» **BRIEF**
Your copy should match the records below exactly, except for the pictures.

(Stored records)
[Start of Attachment]

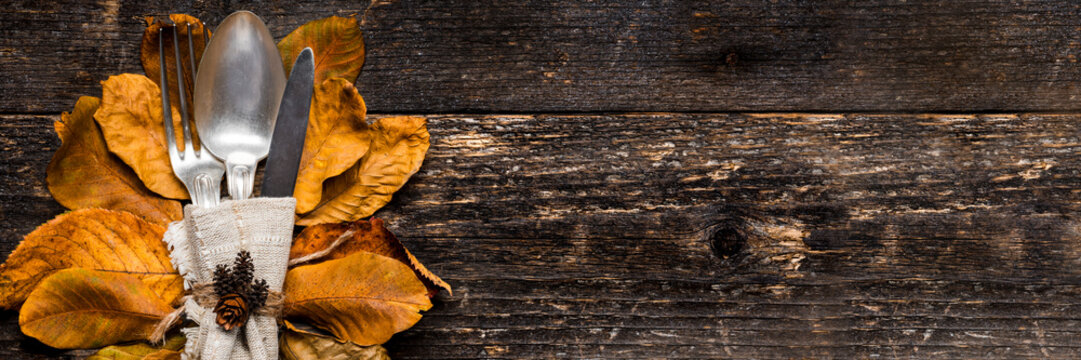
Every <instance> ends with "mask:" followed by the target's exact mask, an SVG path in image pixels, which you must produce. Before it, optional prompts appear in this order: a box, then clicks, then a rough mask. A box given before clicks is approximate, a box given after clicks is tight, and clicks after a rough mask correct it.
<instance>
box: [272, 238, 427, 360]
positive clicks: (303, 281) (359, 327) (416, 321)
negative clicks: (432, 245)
mask: <svg viewBox="0 0 1081 360" xmlns="http://www.w3.org/2000/svg"><path fill="white" fill-rule="evenodd" d="M284 289H285V291H284V292H285V309H284V316H285V317H286V318H292V319H302V320H306V321H307V322H309V323H311V324H312V325H316V326H318V328H320V329H323V330H326V331H329V332H331V333H332V334H334V336H337V337H338V338H343V339H347V341H350V342H353V343H357V344H359V345H363V346H368V345H377V344H383V343H385V342H386V341H387V339H389V338H390V335H393V334H395V333H397V332H400V331H403V330H405V329H409V328H410V326H413V324H415V323H416V322H417V321H419V320H421V314H419V311H423V310H427V309H429V308H431V302H430V301H429V299H428V296H427V292H428V290H427V289H425V286H424V283H422V282H421V280H418V279H417V278H416V276H415V275H413V270H412V269H410V268H409V267H408V266H405V265H404V264H402V263H400V262H398V261H396V259H393V258H390V257H386V256H383V255H376V254H372V253H366V252H361V253H356V254H352V255H349V256H346V257H343V258H339V259H333V261H329V262H324V263H320V264H317V265H307V266H301V267H297V268H294V269H291V270H289V272H288V274H286V275H285V288H284Z"/></svg>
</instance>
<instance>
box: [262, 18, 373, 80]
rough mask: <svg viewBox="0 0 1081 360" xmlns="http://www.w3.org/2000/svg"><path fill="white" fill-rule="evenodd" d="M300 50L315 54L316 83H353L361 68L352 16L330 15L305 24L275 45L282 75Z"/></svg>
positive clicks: (356, 32) (287, 69)
mask: <svg viewBox="0 0 1081 360" xmlns="http://www.w3.org/2000/svg"><path fill="white" fill-rule="evenodd" d="M304 48H311V51H312V53H313V55H316V83H322V82H323V80H326V79H330V78H343V79H346V80H347V81H349V82H350V83H351V82H353V81H357V76H359V75H360V68H361V67H362V66H364V38H363V36H362V34H361V32H360V26H359V24H357V18H356V17H352V16H350V17H339V16H331V17H326V18H321V19H317V21H311V22H308V23H307V24H304V25H302V26H301V27H298V28H296V30H293V32H290V34H289V35H286V36H285V37H284V38H282V39H281V41H279V42H278V51H279V52H281V62H282V64H284V65H285V72H286V74H289V71H290V70H291V69H292V68H293V61H295V59H296V55H299V54H301V51H303V50H304Z"/></svg>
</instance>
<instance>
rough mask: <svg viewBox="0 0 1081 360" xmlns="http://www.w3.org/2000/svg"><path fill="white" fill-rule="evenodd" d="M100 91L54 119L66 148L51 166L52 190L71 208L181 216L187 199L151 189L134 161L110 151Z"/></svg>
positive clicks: (52, 163)
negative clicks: (57, 120) (121, 158)
mask: <svg viewBox="0 0 1081 360" xmlns="http://www.w3.org/2000/svg"><path fill="white" fill-rule="evenodd" d="M98 105H99V101H98V99H97V98H96V97H90V96H83V97H80V98H79V103H77V104H76V106H75V110H74V111H71V114H66V112H65V114H64V115H62V116H61V119H62V120H61V121H57V122H55V123H54V125H55V126H56V133H57V134H58V135H59V136H61V142H63V144H62V145H61V148H59V149H58V150H56V154H54V155H53V160H52V161H50V162H49V169H48V170H46V173H48V177H46V179H45V181H46V182H48V183H49V191H50V192H52V194H53V198H55V199H56V202H59V203H61V204H63V205H64V206H66V208H68V209H72V210H74V209H86V208H105V209H110V210H120V211H126V212H131V213H133V214H136V215H139V216H143V217H146V218H147V219H148V221H150V222H154V223H155V224H160V225H164V224H169V223H170V222H173V221H177V219H181V216H182V213H181V203H179V202H177V201H173V200H168V199H162V198H160V197H158V196H157V195H155V194H154V192H151V191H150V190H148V189H147V188H146V187H145V186H143V183H142V182H141V181H139V179H138V177H136V176H135V174H134V173H133V172H132V170H131V169H129V168H128V165H124V163H123V162H121V161H120V160H119V159H117V158H116V157H115V156H112V155H111V154H109V151H108V150H107V149H106V146H105V139H104V137H103V136H102V132H101V130H99V129H98V128H97V124H96V123H95V122H94V118H93V115H94V111H96V110H97V108H98Z"/></svg>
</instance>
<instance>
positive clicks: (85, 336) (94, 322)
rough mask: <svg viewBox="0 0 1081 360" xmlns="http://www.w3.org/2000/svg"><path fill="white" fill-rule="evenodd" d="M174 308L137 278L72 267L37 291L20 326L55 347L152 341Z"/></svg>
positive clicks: (109, 272)
mask: <svg viewBox="0 0 1081 360" xmlns="http://www.w3.org/2000/svg"><path fill="white" fill-rule="evenodd" d="M172 310H173V308H172V307H170V306H169V304H168V303H166V302H165V301H163V299H161V298H160V297H158V295H157V294H155V293H154V291H152V290H150V288H149V286H147V285H146V284H145V283H143V281H139V279H138V278H136V277H134V276H131V275H126V274H119V272H108V271H98V270H90V269H82V268H72V269H65V270H62V271H57V272H56V274H53V275H52V276H50V277H48V278H45V280H44V281H41V283H40V284H38V288H36V289H34V292H31V293H30V296H29V297H27V298H26V304H23V308H22V309H21V310H19V312H18V325H19V328H22V330H23V333H24V334H26V335H29V336H30V337H34V338H37V339H38V341H40V342H42V343H44V344H45V345H49V346H52V347H55V348H61V349H75V348H95V347H102V346H106V345H111V344H116V343H120V342H128V341H142V339H147V337H148V336H149V335H150V332H151V331H152V330H154V326H155V325H156V324H157V322H158V321H159V320H161V319H162V318H163V317H165V315H168V314H169V312H170V311H172Z"/></svg>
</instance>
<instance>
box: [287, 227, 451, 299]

[End of Attachment]

» **EXPECTED ANSWER**
Every <instance> ends with "mask:" followed by the target's exact mask, an SVG path in image pixels, which you must produce. Before it, optional prompts appear in this order: a box, then clicks, then a rough mask. A box given before clicks is approximate, a box given after clicks is tight, and clicks after a rough mask correct it.
<instance>
box: [272, 238, 427, 360]
positive clicks: (303, 281) (359, 327) (416, 321)
negative clicks: (432, 245)
mask: <svg viewBox="0 0 1081 360" xmlns="http://www.w3.org/2000/svg"><path fill="white" fill-rule="evenodd" d="M284 289H285V291H284V292H285V309H284V316H285V317H286V318H292V319H302V320H306V321H307V322H309V323H311V324H312V325H316V326H318V328H320V329H323V330H326V331H329V332H331V333H332V334H334V336H337V337H338V338H343V339H347V341H350V342H353V343H357V344H359V345H363V346H368V345H377V344H383V343H385V342H386V341H387V339H389V338H390V335H393V334H395V333H397V332H400V331H403V330H405V329H409V328H410V326H413V324H415V323H416V322H417V321H419V320H421V314H419V311H423V310H427V309H429V308H431V302H430V301H429V299H428V296H427V292H428V290H427V289H425V286H424V283H422V282H421V280H418V279H417V278H416V276H415V275H413V270H412V269H410V268H409V267H408V266H405V265H404V264H402V263H400V262H398V261H396V259H393V258H390V257H386V256H383V255H376V254H372V253H366V252H361V253H356V254H352V255H349V256H346V257H343V258H339V259H333V261H329V262H324V263H320V264H317V265H307V266H301V267H297V268H294V269H291V270H289V272H288V274H286V275H285V288H284Z"/></svg>
</instance>
<instance>
box: [262, 18, 373, 80]
rough mask: <svg viewBox="0 0 1081 360" xmlns="http://www.w3.org/2000/svg"><path fill="white" fill-rule="evenodd" d="M300 50L315 54L316 83H353L361 68L352 16L330 15L305 24L275 45L282 75Z"/></svg>
positive clicks: (356, 32) (287, 69)
mask: <svg viewBox="0 0 1081 360" xmlns="http://www.w3.org/2000/svg"><path fill="white" fill-rule="evenodd" d="M304 48H311V51H312V53H313V55H316V83H322V82H323V80H326V79H330V78H343V79H346V80H347V81H349V82H350V83H351V82H353V81H357V76H359V75H360V68H361V67H362V66H364V38H363V36H362V34H361V32H360V26H359V24H357V18H356V17H352V16H350V17H339V16H331V17H326V18H321V19H317V21H311V22H308V23H307V24H304V25H302V26H301V27H298V28H296V30H293V32H290V34H289V35H286V36H285V37H284V38H282V39H281V41H279V42H278V51H279V52H281V62H282V64H284V65H285V72H286V74H289V71H290V70H291V69H292V68H293V61H295V59H296V55H299V54H301V51H303V50H304Z"/></svg>
</instance>
<instance>
rough mask: <svg viewBox="0 0 1081 360" xmlns="http://www.w3.org/2000/svg"><path fill="white" fill-rule="evenodd" d="M100 91L54 119L66 148L51 166L52 190L71 208L181 216L187 199L151 189L134 161L110 151Z"/></svg>
positive clicks: (52, 163)
negative clicks: (57, 120) (121, 158)
mask: <svg viewBox="0 0 1081 360" xmlns="http://www.w3.org/2000/svg"><path fill="white" fill-rule="evenodd" d="M98 105H99V101H98V99H97V98H96V97H90V96H83V97H80V98H79V103H77V104H76V106H75V110H74V111H71V114H66V112H65V114H64V115H62V116H61V119H62V120H61V121H57V122H55V123H54V125H55V126H56V133H57V134H58V135H59V136H61V142H63V144H62V145H61V148H59V149H58V150H56V154H54V155H53V160H52V161H50V162H49V169H48V170H46V173H48V177H46V179H45V181H46V182H48V183H49V191H50V192H52V194H53V198H55V199H56V202H59V203H61V204H63V205H64V206H66V208H68V209H72V210H74V209H86V208H105V209H110V210H120V211H126V212H131V213H133V214H136V215H139V216H143V217H146V218H147V219H148V221H150V222H154V223H155V224H160V225H164V224H169V223H170V222H173V221H177V219H181V216H182V213H181V203H179V202H177V201H173V200H168V199H162V198H160V197H158V196H157V195H155V194H154V192H151V191H150V190H148V189H147V188H146V187H145V186H143V183H142V182H141V181H139V179H138V177H136V176H135V174H134V173H133V172H132V170H131V169H129V168H128V165H124V163H123V162H121V161H120V160H119V159H117V158H116V157H115V156H112V155H111V154H109V151H108V150H107V149H106V146H105V139H104V137H103V136H102V132H101V130H99V129H98V128H97V124H96V123H95V122H94V118H93V115H94V111H96V110H97V108H98Z"/></svg>
</instance>
<instance>
positive clicks: (85, 336) (94, 322)
rough mask: <svg viewBox="0 0 1081 360" xmlns="http://www.w3.org/2000/svg"><path fill="white" fill-rule="evenodd" d="M174 308L137 278L72 267L37 291L20 326L55 347L152 341Z"/></svg>
positive clicks: (109, 272)
mask: <svg viewBox="0 0 1081 360" xmlns="http://www.w3.org/2000/svg"><path fill="white" fill-rule="evenodd" d="M172 310H173V308H172V307H170V306H169V304H168V303H166V302H165V301H163V299H161V298H160V297H158V295H157V294H155V293H154V291H152V290H150V288H149V286H147V285H146V284H145V283H143V281H139V279H138V278H136V277H134V276H131V275H126V274H119V272H108V271H98V270H90V269H82V268H72V269H65V270H62V271H57V272H56V274H53V275H52V276H50V277H48V278H45V280H44V281H41V283H40V284H38V288H36V289H34V292H31V293H30V296H29V297H27V298H26V304H23V308H22V309H21V310H19V312H18V325H19V328H22V330H23V333H24V334H26V335H29V336H30V337H34V338H37V339H38V341H40V342H42V343H44V344H45V345H49V346H52V347H55V348H61V349H75V348H95V347H102V346H106V345H111V344H116V343H120V342H128V341H142V339H147V337H148V336H149V335H150V332H151V331H152V330H154V326H155V325H156V324H157V322H158V321H159V320H161V319H162V318H163V317H165V315H168V314H169V312H170V311H172Z"/></svg>
</instance>
<instance>
box: [287, 227, 451, 299]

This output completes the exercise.